▸ **What the task asks**
Leave out the lines before the one with "Would you mind marking the round"; output that line and all remaining lines of the records exactly.

Data entries

§

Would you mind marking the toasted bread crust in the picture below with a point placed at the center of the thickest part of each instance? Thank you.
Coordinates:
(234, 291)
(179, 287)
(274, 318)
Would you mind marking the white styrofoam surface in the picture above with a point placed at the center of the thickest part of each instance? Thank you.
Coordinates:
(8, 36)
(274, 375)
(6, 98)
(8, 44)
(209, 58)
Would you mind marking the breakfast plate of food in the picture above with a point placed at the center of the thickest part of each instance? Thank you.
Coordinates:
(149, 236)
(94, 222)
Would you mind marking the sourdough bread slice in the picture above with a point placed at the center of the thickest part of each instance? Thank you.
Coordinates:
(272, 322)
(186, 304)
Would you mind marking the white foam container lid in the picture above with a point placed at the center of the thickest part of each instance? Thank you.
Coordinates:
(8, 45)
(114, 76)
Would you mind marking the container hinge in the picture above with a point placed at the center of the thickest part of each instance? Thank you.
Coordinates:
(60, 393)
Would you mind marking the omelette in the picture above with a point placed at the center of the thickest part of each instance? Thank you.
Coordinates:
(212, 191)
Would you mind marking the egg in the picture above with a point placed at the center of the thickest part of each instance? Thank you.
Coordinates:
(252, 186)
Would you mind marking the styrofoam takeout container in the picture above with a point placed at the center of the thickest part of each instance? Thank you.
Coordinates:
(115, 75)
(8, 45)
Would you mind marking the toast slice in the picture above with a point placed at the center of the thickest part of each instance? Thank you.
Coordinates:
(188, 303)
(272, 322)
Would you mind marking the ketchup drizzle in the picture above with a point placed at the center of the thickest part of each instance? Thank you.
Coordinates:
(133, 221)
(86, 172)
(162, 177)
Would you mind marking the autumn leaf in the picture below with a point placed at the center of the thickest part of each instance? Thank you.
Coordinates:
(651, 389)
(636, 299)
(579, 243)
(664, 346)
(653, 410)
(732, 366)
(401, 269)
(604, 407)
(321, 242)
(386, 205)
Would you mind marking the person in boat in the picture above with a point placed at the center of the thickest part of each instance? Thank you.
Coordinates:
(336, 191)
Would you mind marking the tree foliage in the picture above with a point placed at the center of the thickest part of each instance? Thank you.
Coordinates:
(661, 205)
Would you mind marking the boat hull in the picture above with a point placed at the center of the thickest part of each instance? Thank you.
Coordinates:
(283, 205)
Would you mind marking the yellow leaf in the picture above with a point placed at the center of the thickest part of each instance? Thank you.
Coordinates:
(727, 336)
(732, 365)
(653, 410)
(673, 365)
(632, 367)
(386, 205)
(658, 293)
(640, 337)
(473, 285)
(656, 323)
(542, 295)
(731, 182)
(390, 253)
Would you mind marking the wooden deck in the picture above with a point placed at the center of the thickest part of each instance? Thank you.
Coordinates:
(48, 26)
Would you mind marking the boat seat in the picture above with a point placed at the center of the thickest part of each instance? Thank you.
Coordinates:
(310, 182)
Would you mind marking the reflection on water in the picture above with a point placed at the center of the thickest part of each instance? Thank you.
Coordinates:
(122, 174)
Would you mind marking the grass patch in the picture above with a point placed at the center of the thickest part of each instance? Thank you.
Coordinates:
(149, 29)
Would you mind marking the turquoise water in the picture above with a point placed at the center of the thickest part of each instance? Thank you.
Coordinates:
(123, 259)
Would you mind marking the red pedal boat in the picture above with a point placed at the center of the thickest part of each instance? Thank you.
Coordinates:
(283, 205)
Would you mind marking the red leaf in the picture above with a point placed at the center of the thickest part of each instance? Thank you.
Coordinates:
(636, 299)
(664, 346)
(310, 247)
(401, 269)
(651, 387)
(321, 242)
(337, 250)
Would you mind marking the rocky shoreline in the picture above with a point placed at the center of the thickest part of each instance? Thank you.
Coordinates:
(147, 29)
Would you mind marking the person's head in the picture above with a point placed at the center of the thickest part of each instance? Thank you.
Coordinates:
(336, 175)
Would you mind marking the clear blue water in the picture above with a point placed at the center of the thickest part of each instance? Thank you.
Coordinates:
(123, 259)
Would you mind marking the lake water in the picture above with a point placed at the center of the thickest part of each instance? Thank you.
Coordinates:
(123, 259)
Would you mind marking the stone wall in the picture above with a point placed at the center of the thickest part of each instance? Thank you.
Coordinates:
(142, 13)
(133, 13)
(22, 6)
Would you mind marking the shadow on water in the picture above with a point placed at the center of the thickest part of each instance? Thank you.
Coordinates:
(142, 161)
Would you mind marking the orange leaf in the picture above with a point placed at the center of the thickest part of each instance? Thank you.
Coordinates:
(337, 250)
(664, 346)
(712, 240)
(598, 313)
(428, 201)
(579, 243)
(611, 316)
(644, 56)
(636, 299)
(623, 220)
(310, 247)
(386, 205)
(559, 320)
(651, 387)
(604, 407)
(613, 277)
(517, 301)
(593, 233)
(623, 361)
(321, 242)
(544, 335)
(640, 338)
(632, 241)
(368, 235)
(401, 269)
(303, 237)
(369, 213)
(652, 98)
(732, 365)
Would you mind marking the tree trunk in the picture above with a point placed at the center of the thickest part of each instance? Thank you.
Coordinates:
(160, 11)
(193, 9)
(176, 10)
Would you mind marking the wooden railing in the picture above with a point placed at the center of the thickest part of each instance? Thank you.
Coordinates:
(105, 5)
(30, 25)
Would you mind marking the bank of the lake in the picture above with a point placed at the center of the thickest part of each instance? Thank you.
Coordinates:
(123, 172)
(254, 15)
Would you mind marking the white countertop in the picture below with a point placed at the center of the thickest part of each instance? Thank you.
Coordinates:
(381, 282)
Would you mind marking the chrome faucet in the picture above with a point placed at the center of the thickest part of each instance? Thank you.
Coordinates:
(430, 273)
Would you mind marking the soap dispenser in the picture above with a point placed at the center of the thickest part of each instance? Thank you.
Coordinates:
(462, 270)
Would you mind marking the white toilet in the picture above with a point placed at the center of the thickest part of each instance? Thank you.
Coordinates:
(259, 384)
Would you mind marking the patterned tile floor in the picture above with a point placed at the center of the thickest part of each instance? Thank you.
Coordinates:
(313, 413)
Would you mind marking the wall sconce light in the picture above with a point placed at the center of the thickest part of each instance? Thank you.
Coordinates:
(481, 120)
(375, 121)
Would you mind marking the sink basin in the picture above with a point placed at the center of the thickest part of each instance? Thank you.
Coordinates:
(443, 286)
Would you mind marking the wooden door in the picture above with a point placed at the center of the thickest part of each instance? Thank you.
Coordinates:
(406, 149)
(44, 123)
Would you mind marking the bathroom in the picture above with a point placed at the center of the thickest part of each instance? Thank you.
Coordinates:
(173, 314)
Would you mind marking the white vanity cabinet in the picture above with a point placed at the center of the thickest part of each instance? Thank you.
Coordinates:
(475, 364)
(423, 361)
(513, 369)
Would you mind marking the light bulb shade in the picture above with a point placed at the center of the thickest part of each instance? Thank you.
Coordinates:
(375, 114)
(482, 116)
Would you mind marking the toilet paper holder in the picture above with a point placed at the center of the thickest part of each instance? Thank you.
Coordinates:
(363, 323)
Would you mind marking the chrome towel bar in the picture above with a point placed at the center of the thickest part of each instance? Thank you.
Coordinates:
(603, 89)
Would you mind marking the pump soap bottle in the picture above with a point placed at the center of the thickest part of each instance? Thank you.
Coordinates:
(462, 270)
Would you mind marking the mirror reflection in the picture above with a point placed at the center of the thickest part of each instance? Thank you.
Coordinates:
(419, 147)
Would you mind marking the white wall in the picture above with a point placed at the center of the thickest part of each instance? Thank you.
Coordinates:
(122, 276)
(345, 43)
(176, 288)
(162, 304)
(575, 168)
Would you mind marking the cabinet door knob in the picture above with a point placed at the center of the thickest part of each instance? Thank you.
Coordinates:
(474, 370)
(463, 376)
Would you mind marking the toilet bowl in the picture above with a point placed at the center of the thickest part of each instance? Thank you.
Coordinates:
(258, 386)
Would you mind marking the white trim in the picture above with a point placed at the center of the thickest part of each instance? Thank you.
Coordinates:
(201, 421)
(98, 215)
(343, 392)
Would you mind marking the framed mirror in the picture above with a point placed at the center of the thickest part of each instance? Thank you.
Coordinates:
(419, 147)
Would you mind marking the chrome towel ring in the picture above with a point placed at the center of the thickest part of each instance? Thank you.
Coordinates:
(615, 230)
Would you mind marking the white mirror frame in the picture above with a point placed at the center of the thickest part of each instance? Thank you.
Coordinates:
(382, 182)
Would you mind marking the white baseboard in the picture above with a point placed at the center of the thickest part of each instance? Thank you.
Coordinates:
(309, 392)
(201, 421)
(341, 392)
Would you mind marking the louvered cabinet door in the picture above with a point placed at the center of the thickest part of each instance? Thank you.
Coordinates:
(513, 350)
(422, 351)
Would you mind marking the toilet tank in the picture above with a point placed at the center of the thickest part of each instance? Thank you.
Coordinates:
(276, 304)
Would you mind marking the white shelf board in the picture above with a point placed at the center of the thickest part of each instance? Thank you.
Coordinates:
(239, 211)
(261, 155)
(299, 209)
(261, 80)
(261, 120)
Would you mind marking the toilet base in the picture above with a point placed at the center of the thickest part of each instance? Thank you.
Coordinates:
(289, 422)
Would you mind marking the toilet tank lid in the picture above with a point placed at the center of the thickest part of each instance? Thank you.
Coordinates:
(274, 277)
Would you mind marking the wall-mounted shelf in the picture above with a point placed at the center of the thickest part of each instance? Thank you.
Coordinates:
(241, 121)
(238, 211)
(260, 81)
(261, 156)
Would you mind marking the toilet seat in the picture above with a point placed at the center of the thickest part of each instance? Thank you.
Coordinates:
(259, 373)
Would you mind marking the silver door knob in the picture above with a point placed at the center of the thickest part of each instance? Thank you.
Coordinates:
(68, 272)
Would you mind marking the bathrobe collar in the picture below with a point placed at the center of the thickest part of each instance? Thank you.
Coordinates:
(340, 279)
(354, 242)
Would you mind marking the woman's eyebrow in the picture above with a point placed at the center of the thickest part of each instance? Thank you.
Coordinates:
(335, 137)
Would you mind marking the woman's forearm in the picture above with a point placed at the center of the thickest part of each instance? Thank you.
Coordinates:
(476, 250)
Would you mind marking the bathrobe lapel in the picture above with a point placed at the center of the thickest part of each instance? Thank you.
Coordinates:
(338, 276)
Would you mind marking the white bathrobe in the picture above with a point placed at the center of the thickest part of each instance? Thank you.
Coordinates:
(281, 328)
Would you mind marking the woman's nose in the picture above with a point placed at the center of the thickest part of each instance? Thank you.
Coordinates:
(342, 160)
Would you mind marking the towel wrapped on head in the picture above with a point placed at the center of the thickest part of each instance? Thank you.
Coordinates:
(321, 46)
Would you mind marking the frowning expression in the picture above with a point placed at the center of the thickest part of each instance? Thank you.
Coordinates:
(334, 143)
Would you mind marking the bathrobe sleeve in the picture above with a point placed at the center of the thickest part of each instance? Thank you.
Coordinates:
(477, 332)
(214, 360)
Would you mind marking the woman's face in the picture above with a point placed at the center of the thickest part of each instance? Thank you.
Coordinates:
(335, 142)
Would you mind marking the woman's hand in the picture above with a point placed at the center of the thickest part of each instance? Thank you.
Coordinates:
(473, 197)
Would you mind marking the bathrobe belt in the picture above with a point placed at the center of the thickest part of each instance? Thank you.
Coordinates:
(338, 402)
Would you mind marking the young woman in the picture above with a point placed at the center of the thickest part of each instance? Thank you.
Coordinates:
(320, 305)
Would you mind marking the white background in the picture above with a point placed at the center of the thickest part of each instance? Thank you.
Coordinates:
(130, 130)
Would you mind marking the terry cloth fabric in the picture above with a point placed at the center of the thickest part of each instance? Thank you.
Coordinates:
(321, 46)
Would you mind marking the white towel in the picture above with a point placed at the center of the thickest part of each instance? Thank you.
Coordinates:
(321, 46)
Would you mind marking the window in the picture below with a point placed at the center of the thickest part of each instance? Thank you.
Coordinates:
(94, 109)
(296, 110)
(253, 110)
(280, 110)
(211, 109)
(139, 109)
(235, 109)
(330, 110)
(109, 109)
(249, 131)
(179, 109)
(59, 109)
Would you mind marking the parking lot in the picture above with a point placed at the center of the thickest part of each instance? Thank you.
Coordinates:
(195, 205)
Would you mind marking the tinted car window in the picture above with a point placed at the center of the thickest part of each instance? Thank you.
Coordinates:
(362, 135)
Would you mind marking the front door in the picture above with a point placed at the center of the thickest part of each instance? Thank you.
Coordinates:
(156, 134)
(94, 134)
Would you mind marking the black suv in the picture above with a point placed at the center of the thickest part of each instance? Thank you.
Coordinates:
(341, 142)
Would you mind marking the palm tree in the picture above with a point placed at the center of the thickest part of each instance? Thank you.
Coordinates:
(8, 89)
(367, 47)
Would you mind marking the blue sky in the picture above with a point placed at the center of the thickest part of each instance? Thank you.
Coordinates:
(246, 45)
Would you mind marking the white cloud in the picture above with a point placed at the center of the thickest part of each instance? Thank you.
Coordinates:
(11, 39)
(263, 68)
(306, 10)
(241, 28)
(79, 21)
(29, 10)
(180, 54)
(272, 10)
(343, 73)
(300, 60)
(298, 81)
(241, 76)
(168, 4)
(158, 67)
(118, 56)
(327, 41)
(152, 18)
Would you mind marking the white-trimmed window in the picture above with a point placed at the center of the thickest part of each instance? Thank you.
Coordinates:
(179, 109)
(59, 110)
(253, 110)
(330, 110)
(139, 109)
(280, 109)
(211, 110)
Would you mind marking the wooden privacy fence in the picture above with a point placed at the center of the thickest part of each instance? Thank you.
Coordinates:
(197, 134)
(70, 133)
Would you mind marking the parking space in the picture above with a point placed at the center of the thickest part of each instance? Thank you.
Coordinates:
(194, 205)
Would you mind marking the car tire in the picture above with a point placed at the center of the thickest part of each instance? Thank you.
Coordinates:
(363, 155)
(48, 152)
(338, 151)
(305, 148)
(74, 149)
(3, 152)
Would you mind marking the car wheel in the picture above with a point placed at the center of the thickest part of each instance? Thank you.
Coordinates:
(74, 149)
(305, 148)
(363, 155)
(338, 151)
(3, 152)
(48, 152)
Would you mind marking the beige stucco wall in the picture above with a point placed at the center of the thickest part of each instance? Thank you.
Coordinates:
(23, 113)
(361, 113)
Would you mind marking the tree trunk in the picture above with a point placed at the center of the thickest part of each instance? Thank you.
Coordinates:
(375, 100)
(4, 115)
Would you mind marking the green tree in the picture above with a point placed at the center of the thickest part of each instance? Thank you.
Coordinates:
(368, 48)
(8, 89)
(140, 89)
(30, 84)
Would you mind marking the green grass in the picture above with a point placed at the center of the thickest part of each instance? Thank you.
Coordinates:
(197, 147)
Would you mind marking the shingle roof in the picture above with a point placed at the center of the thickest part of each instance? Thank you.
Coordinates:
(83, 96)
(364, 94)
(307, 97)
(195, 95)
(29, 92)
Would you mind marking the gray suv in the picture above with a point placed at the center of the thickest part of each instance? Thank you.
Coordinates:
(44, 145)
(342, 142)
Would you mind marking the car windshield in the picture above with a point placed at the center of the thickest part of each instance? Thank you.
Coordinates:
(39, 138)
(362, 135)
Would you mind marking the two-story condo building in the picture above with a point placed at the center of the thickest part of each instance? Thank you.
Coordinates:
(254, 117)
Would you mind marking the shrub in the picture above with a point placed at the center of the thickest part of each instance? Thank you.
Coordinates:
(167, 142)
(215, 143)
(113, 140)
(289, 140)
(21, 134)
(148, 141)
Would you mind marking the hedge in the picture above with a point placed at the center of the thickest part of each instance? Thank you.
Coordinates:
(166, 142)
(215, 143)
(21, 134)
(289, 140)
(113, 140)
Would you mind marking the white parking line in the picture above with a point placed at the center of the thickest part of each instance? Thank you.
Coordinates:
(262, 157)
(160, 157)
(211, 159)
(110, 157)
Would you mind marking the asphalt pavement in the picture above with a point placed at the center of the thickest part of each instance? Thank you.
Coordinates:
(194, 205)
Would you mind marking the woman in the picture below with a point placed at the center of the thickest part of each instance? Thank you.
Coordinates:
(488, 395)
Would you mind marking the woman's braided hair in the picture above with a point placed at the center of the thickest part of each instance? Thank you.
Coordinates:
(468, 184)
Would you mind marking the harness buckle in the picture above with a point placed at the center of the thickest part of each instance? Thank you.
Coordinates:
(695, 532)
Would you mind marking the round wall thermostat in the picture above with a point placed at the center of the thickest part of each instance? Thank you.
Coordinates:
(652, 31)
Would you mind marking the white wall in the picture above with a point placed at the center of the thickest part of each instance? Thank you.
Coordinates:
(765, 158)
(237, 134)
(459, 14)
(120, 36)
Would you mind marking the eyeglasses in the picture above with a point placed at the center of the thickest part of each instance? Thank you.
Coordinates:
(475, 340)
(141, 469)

§

▸ **Finished task**
Would you mind marking the round wall thermostat in the picture above with a point placed at the center of the thickest part of each instance? Thank you.
Coordinates:
(652, 31)
Would you mind marking the white wall in the picture above with a point placed at the center of the thickest part of each instance? Thank you.
Coordinates:
(765, 158)
(237, 134)
(459, 14)
(120, 36)
Would you mind marking the eyeglasses in the picture above with a point placed at the center of the thickest part of each instance? Thank you.
Coordinates:
(475, 340)
(141, 469)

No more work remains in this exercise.